Sie hat sich mit einer Entscheidung ohne mündliche Verhandlung einverstanden erklärt und beantragt
festzustellen, dass die Beschwerdeführerin bei der Eingruppierung von Mitarbeitern gemäß der in der Dienststelle anwendbaren Arbeitsordnung vom 1. April 2007 ein Mit-bestimmungsrecht gemäß § 42 Buchstabe c) MVG.DWBO bei der ergänzenden Vereinbarung der Entgeltstufen innerhalb des Entgeltbandes der jeweiligen Entgeltgruppe hat.
Die Antragstellerin hat sich ebenfalls mit einer Entscheidung ohne mündliche Verhandlung einverstanden erklärt.
Sie beantragt,
die Beschwerde zurückzuweisen.
Wegen der Einzelheiten ihres Vorbringens wird auf den Inhalt ihrer Schriftsätze vom 26. Ja-nuar und vom 4. April 2012 Bezug genommen.
II. Die statthafte und zulässige Beschwerde ist nicht begründet.
1. Über die Beschwerde war im Einverständnis mit den Beteiligten ohne mündliche Ver-handlung zu entscheiden.
2. Die Beschwerde ist nach § 63 Abs. 1 Buchstabe c) MVG.DWBO statthaft. Die Zuläs-sigkeitsvoraussetzungen sind gewahrt.
3. Die Beschwerde ist indessen nicht begründet.
a) Die anzuwendende Bestimmung des § 42 Buchstabe c) MVG.DWBO ist wortgleich mit der zur bis zum 31. Dezember 2009 gültig gewesenen Fassung des § 42 Buchstabe c) MVG.EKD und mit der unverändert geltenden Bestimmung des § 42 Nr. 3 MVG.K. Zu den beiden zuletzt genannten Bestimmungen hat der Kirchengerichtshof der EKD entschieden, dass die Stufenzuordnung von diesem Mitbestimmungstatbestand nicht erfasst ist (zu § 42 Buchstabe c) MVG.EKD a.F.: Beschluss vom 14. Januar 2008 - Az.: I-0124/N33-07; zu § 42 Nr. 3 MVG.K: Beschluss vom 23. März 2011 - Az.: I-0124/S23-10 - beide veröffentlicht unter www.kirchenrecht-ekd.de).

[Gespeicherte Einträge]
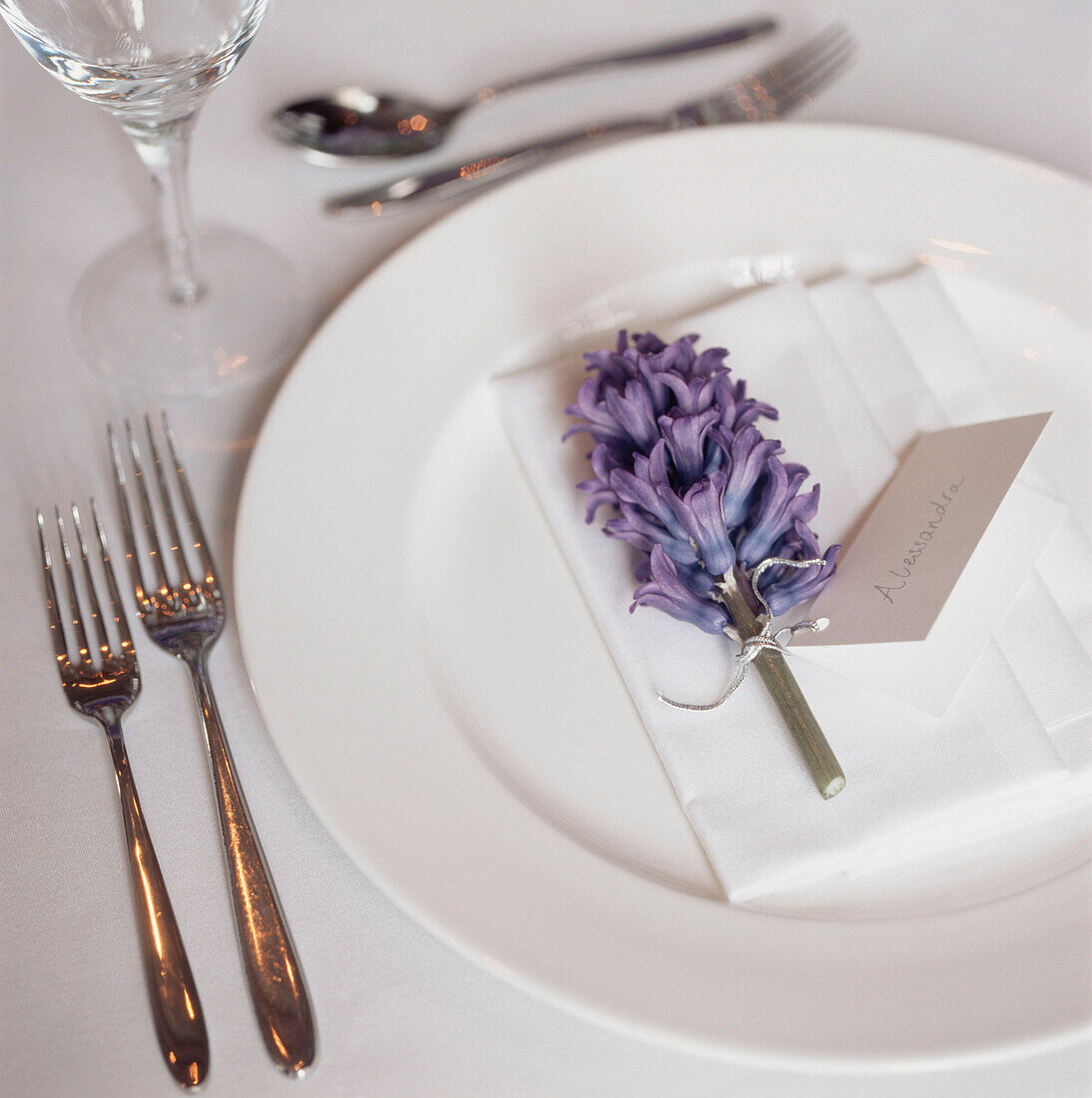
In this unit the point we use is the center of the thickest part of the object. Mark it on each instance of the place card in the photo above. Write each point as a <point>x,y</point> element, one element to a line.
<point>936,563</point>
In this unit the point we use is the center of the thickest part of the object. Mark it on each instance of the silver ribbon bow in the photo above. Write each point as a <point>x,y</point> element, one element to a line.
<point>751,648</point>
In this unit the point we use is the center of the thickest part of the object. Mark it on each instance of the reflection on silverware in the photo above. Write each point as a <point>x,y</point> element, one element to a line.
<point>103,687</point>
<point>351,122</point>
<point>763,97</point>
<point>186,617</point>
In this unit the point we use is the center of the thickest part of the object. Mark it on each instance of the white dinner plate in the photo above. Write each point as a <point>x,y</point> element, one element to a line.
<point>437,689</point>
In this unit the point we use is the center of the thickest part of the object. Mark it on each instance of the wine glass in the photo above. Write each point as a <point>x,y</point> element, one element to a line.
<point>179,310</point>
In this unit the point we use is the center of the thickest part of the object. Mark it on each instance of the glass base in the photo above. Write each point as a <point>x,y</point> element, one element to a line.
<point>244,327</point>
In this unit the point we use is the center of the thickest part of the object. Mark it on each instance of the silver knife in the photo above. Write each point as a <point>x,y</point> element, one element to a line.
<point>762,97</point>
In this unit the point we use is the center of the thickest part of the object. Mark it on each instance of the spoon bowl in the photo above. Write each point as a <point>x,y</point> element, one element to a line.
<point>351,122</point>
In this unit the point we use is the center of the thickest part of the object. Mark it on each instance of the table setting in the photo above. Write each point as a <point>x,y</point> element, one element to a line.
<point>618,481</point>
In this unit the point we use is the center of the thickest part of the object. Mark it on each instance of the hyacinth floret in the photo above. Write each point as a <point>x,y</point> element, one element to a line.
<point>693,482</point>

ARBEITSAUFTRAG 1 » Fassen Sie den Text zur Beschwerde nach dem MVG.DWBO in zwei Sätzen zusammen.
ARBEITSAUFTRAG 2 » Setzen Sie den Text zur Beschwerde nach dem MVG.DWBO im Anschluss an seinen letzten Satz fort.

ANTWORT 1 » Beantragt wird die Feststellung, dass die Beschwerdeführerin bei der Eingruppierung nach der Arbeitsordnung vom 1. April 2007 ein Mitbestimmungsrecht gemäß § 42 Buchstabe c) MVG.DWBO bei der ergänzenden Vereinbarung der Entgeltstufen hat, während die Antragstellerin die Zurückweisung der Beschwerde beantragt. Die Beschwerde ist statthaft und zulässig, aber nicht begründet; zu den mit § 42 Buchstabe c) MVG.DWBO wortgleichen Bestimmungen des § 42 Buchstabe c) MVG.EKD a.F. und des § 42 Nr. 3 MVG.K hat der Kirchengerichtshof der EKD entschieden, dass die Stufenzuordnung von diesem Mitbestimmungstatbestand nicht erfasst ist.

ANTWORT 2 »
b) Für die hier in Rede stehende Bestimmung des § 42 Buchstabe c) MVG.DWBO gilt nichts Anderes. Auch sie erfasst nach ihrem Wortlaut nicht die Stufenzuordnung. Ein gegenteiliges Ergebnis folgt auch nicht aus der von der Mitarbeitervertretung postulierten Lückenausfüllung. Selbst wenn man zu Gunsten der Mitarbeitervertretung unterstellt, dass diese Bestimmung infolge der Neustrukturierung von Eingruppierungssystemen durch die Einführung von Vergütungsstufen innerhalb der Entgeltgruppen nachträglich ausfüllbar lückenhaft geworden sei, folgt daraus nicht, dass diese Lücke notwendig dadurch geschlossen werden müsste, auch die Stufenzuordnung der Mitbestimmung zu unterstellen.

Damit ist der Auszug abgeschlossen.